DOCUMENTO DI ORIGINE -
= = = =

Congedo obbligatorio per maternità: come funziona, regole in vigore nel 2014 e flessibilità

Valentina Brazioli

28 Luglio 2014 - 19:36

Congedo obbligatorio per maternità, come funziona? Parliamo, nello specifico, del periodo di assenza obbligatorio dal lavoro per le neo mamme. Quali sono le regole in vigore, e quali margini di flessibilità sono previsti? Scopriamolo insieme.

Congedo obbligatorio per maternità: come funziona, regole in vigore nel 2014 e flessibilità

Congedo obbligatorio per maternità, come funziona è una domanda che ogni donna, se lavoratrice, prima o poi finisce inevitabilmente con il porsi. Anche in questo 2014, tuttavia, non sono rilevabili grandi novità in termini di regole attualmente in vigore; piuttosto, come regolarsi in alcune situazioni particolari, se sorgono dei dubbi?

Congedo obbligatorio per maternità: quanto dura?

Innanzitutto, è opportuno ricordare che il congedo obbligatorio per maternità (altrimenti conosciuto come “astensione obbligatoria per maternità”) è un periodo di assenza obbligatorio che va da due mesi prima a tre mesi dopo il parto (o da un mese prima fino a quattro dopo).

Come comportarsi in caso di parto anticipato

Uno dei dubbi più frequenti riguarda il fatto il fatto che il parto, per sua natura, è un evento in genere non prevedibile secondo rigidi standard: è quindi possibile che la data indicata sul certificato di gravidanza presentato in azienda non venga, di fatto, rispettata. C’è il rischio di perdere i giorni di congedo? Assolutamente no: il sistema è bilanciato per venire incontro alle esigenze di madre natura, e se il bambino viene al mondo prima della data prevista il periodo viene riconosciuto alla donna in aggiunta ai mesi previsti per il post partum.

Cambia qualcosa in caso di parto gemellare?

No, mettere al mondo più figli con una sola gravidanza non moltiplica (né aumenta in nessun modo) i giorni di assenza previsti.

Cosa succede se il bambino ha bisogno di cure particolari o è ricoverato in ospedale?

In caso di ricovero del neonato la mamma ha di fronte a sé due strade: può scegliere di proseguire nel congedo, ricevendo così l’indennità Inps (oltre a eventuali integrazioni aziendali, se previste dal contratto collettivo), oppure può bloccare il periodo di congedo post partum e riprenderlo a partire solo dal giorno in cui suo figlio sarà dimesso. In quel lasso di tempo, però, perderebbe il diritto all’indennità e a possibili integrazioni salariali.

Spetta il congedo anche alle madri adottive o affidatarie?

Potrà forse sorprendere, ma la risposta è sì. Non trattandosi di un figlio biologico non esiste il diritto al periodo ante partum, ma a parte questo il congedo è riconosciuto interamente: se il minore è adottato o affidato in Italia spettano cinque mesi successivi all’ingresso del bambino in famiglia; se l’adozione o l’affidamento sono di stampo internazionale, sono riconosciuti cinque mesi di congedo a partire dall’ingresso del bimbo in Italia.

= = = =

DATI FORNITI -
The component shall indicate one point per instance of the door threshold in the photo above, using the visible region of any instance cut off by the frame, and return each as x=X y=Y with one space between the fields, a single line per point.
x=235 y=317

= = = =

COMPITO 1 - Elenca i titoli delle sezioni che, nell'articolo sul congedo di maternità, seguono il paragrafo introduttivo.
COMPITO 2 - Restituisci il brano dell'articolo sul congedo di maternità che va da "Uno dei dubbi" fino a "il post partum." incluso.
COMPITO 3 - Secondo l'articolo sul congedo di maternità, quanti mesi di congedo spettano in caso di adozione o affidamento internazionale, e da quando decorrono?

RISULTATO 1 -
Congedo obbligatorio per maternità: quanto dura?
Come comportarsi in caso di parto anticipato
Cambia qualcosa in caso di parto gemellare?
Cosa succede se il bambino ha bisogno di cure particolari o è ricoverato in ospedale?
Spetta il congedo anche alle madri adottive o affidatarie?

RISULTATO 2 -
Uno dei dubbi più frequenti riguarda il fatto il fatto che il parto, per sua natura, è un evento in genere non prevedibile secondo rigidi standard: è quindi possibile che la data indicata sul certificato di gravidanza presentato in azienda non venga, di fatto, rispettata. C’è il rischio di perdere i giorni di congedo? Assolutamente no: il sistema è bilanciato per venire incontro alle esigenze di madre natura, e se il bambino viene al mondo prima della data prevista il periodo viene riconosciuto alla donna in aggiunta ai mesi previsti per il post partum.

RISULTATO 3 - Spettano cinque mesi di congedo, a partire dall'ingresso del bimbo in Italia.